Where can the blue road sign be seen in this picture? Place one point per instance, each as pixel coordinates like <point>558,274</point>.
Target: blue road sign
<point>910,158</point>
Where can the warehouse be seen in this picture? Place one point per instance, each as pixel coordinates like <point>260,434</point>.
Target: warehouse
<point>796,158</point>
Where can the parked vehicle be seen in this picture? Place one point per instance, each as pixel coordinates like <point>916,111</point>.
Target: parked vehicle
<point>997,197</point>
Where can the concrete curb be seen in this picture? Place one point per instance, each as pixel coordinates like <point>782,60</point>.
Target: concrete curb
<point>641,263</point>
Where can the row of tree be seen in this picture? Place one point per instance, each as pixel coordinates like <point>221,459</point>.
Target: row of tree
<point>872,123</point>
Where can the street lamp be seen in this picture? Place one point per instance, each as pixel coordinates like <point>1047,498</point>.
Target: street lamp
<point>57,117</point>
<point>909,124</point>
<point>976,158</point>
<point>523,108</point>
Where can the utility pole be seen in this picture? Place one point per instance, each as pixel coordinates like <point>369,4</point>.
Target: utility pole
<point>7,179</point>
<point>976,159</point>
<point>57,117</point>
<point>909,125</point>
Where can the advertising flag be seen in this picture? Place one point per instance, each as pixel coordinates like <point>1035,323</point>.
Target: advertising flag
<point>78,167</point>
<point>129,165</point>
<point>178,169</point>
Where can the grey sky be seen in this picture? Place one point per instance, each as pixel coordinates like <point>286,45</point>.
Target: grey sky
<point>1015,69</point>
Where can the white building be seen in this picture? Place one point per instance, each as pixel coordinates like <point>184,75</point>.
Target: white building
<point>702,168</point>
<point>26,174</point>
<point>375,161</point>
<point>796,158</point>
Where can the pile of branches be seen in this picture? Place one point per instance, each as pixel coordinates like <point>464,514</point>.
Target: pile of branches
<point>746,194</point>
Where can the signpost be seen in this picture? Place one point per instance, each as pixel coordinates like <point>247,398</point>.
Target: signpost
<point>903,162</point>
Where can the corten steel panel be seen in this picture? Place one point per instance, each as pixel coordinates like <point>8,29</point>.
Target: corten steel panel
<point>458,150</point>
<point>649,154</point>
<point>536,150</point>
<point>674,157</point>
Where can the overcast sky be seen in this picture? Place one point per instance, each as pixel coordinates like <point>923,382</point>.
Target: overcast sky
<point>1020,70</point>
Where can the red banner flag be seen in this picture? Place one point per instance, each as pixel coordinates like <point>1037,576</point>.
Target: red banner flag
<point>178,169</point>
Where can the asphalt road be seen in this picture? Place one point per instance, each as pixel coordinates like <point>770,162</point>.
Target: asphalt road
+++++
WORK INSTRUCTIONS -
Rewrite all of the data above as a JSON array of strings, one string per line, leaving out any blank lines.

TASK ANSWER -
[
  "Where can the blue road sign be seen in this picture? Place one point per instance, each as pixel coordinates like <point>558,274</point>.",
  "Target: blue road sign",
  "<point>910,158</point>",
  "Where can the warehouse be seen in this picture? Place one point per instance, each as pixel coordinates like <point>260,434</point>.",
  "Target: warehouse",
  "<point>796,158</point>",
  "Where can the parked vehicle be seen in this picture? Place one point per instance, each as pixel coordinates like <point>916,111</point>.",
  "Target: parked vehicle",
  "<point>997,197</point>",
  "Where can the concrete curb be seen in this picture? Place one point per instance, each as pixel coordinates like <point>782,60</point>.",
  "Target: concrete curb",
  "<point>641,263</point>",
  "Where can the row of tree be seen in this picture? Place one point per instance, each as pixel coordinates like <point>221,459</point>.",
  "Target: row of tree",
  "<point>872,123</point>",
  "Where can the street lamp be seen in this picture? Place one point per instance, each as pixel coordinates like <point>1047,498</point>.",
  "Target: street lamp",
  "<point>57,117</point>",
  "<point>909,124</point>",
  "<point>976,158</point>",
  "<point>523,108</point>",
  "Where can the utility pole be seen in this picture? Place one point per instance, each as pixel coordinates like <point>369,4</point>.",
  "Target: utility pole",
  "<point>7,179</point>",
  "<point>976,159</point>",
  "<point>57,117</point>",
  "<point>909,125</point>",
  "Where can the advertising flag be seen in this picture? Place one point per instance, each as pixel coordinates like <point>1035,323</point>.",
  "Target: advertising flag",
  "<point>78,167</point>",
  "<point>129,165</point>",
  "<point>178,169</point>",
  "Where can the grey sky be seen in this picture? Place one point per instance, each as pixel coordinates like <point>286,45</point>.",
  "Target: grey sky",
  "<point>1015,69</point>",
  "Where can the white building be seen in this picture? Place one point per instance, each as pixel coordinates like <point>184,75</point>.",
  "Target: white building",
  "<point>702,168</point>",
  "<point>26,174</point>",
  "<point>375,161</point>",
  "<point>796,158</point>",
  "Where can the pile of branches be seen in this picture? Place one point per instance, each as pixel coordinates like <point>464,514</point>.",
  "Target: pile of branches",
  "<point>746,194</point>",
  "Where can the signpost be seen in this picture? Place one point per instance, each as pixel coordinates like <point>247,398</point>.",
  "Target: signpost",
  "<point>903,162</point>",
  "Where can the corten steel panel be seen in this picture? Place one point per instance, each as pixel coordinates like <point>8,29</point>.",
  "Target: corten steel panel",
  "<point>458,150</point>",
  "<point>649,154</point>",
  "<point>536,150</point>",
  "<point>674,157</point>",
  "Where can the overcast sky be seen in this picture? Place one point per instance, each as pixel coordinates like <point>923,382</point>.",
  "Target: overcast sky",
  "<point>1020,70</point>",
  "Where can the red banner flag be seen in this picture? Place one point per instance, each as pixel coordinates like <point>1037,576</point>.",
  "Target: red banner flag",
  "<point>178,169</point>",
  "Where can the asphalt road be seen in this picture? Place one point per instance, each as pixel coordinates like <point>770,162</point>.",
  "Target: asphalt road"
]